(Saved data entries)
###
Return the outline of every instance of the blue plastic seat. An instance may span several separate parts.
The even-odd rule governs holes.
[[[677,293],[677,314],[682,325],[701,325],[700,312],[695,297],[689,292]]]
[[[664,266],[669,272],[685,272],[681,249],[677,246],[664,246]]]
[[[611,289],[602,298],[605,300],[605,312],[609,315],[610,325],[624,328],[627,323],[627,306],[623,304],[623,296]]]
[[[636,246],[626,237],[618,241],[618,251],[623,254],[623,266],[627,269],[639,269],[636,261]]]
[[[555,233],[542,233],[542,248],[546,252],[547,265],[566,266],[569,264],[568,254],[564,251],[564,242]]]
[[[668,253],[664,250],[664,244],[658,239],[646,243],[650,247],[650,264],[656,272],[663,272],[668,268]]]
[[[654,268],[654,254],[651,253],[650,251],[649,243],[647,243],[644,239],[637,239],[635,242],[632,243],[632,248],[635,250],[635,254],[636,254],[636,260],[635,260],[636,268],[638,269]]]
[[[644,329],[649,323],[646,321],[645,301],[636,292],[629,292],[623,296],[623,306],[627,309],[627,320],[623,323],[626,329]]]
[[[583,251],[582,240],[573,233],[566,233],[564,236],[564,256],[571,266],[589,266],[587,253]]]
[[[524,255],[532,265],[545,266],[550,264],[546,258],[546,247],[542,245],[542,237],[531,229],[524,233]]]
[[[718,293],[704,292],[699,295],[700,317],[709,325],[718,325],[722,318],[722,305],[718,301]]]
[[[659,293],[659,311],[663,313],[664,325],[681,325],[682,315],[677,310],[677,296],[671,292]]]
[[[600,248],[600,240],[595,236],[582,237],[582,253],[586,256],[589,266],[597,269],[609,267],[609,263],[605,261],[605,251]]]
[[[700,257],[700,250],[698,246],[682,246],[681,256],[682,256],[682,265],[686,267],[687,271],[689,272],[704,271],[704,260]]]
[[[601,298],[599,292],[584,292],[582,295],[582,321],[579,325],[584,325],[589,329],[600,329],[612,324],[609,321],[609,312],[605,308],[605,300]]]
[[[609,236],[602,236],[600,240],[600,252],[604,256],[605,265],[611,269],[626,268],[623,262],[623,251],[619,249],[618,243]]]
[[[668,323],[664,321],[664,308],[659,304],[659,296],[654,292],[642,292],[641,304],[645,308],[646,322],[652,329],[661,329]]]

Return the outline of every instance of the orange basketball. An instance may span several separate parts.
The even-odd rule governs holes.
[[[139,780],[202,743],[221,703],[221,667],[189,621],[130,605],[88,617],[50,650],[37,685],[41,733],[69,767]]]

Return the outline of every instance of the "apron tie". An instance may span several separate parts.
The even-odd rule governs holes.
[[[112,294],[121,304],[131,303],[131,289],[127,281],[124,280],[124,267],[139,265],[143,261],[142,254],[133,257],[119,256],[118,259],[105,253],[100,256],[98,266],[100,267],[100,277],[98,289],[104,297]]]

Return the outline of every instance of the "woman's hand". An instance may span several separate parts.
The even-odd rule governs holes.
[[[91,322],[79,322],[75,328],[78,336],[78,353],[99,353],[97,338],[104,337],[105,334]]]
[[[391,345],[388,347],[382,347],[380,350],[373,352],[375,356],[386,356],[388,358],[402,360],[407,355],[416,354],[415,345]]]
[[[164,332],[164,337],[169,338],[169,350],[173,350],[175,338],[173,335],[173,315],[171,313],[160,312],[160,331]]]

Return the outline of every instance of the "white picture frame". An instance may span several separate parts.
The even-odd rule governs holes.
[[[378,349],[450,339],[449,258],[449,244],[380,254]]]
###
**How to complete this task:**
Could you retype every record above exactly as it appears?

**Output below:**
Return the outline of every instance of the blue plastic seat. An instance may span several separate parts.
The even-odd rule governs holes.
[[[677,293],[677,314],[682,325],[701,325],[700,312],[695,297],[689,292]]]
[[[664,266],[669,272],[685,272],[681,249],[677,246],[664,246]]]
[[[611,289],[602,298],[605,300],[605,312],[609,315],[610,325],[624,328],[627,323],[627,306],[623,304],[623,296]]]
[[[636,246],[626,237],[618,241],[618,251],[623,254],[623,266],[627,269],[639,269],[636,261]]]
[[[555,233],[542,233],[542,248],[546,252],[547,265],[566,266],[569,264],[568,254],[564,251],[564,242]]]
[[[668,253],[664,250],[664,244],[658,239],[646,243],[650,247],[650,264],[656,272],[663,272],[668,268]]]
[[[654,268],[654,254],[651,253],[650,251],[649,243],[647,243],[644,239],[637,239],[635,242],[632,243],[632,248],[635,250],[635,254],[636,254],[636,260],[635,260],[636,268],[638,269]]]
[[[644,329],[649,323],[646,321],[645,301],[636,292],[629,292],[623,296],[623,306],[627,309],[627,320],[623,323],[626,329]]]
[[[583,251],[582,240],[573,233],[566,233],[564,236],[564,256],[571,266],[589,266],[587,253]]]
[[[524,255],[532,265],[545,266],[550,264],[546,258],[546,247],[542,245],[542,237],[531,229],[524,233]]]
[[[718,293],[704,292],[699,295],[700,317],[709,325],[718,325],[722,318],[722,305],[718,301]]]
[[[659,293],[659,311],[663,313],[664,325],[681,325],[682,315],[677,310],[677,296],[671,292]]]
[[[600,248],[600,240],[595,236],[582,237],[582,253],[586,256],[589,266],[597,269],[609,267],[609,263],[605,261],[605,251]]]
[[[700,257],[700,250],[698,246],[682,246],[681,256],[682,256],[682,265],[686,267],[687,271],[689,272],[704,271],[704,260]]]
[[[601,298],[599,292],[584,292],[582,295],[582,321],[579,325],[584,325],[589,329],[600,329],[612,324],[609,321],[609,312],[605,308],[605,300]]]
[[[609,236],[602,236],[600,240],[600,252],[604,256],[605,265],[611,269],[626,268],[623,262],[623,251],[619,249],[618,243]]]
[[[668,323],[664,321],[664,308],[659,304],[659,296],[654,292],[642,292],[641,304],[645,308],[646,322],[652,329],[661,329]]]

Return the outline of every instance of the orange basketball. An instance may span several separate parts.
The even-odd rule governs holes.
[[[139,780],[202,743],[221,703],[221,667],[189,621],[130,605],[88,617],[50,650],[37,685],[41,733],[69,767]]]

Return the outline of every instance of the "apron tie". An instance may span several separate parts.
The even-odd rule governs holes.
[[[112,294],[121,304],[131,303],[131,289],[127,281],[124,280],[124,267],[139,265],[143,261],[142,254],[133,257],[119,256],[118,259],[105,253],[100,256],[98,266],[100,267],[100,277],[98,289],[104,297]]]

Return the outline of every instance of the "woman's hand". An instance may span several separate parts.
The even-odd rule governs holes.
[[[91,322],[79,322],[75,328],[78,336],[78,353],[99,353],[97,338],[104,337],[105,334]]]
[[[391,345],[388,347],[382,347],[380,350],[373,352],[375,356],[386,356],[388,358],[402,360],[407,355],[416,354],[415,345]]]
[[[164,332],[164,337],[169,338],[169,350],[173,350],[175,338],[173,335],[173,315],[171,313],[160,312],[160,331]]]

Return the outline of every instance of the "white picture frame". An instance may span several separate parts.
The even-odd rule governs holes.
[[[378,349],[450,339],[449,258],[449,244],[380,254]]]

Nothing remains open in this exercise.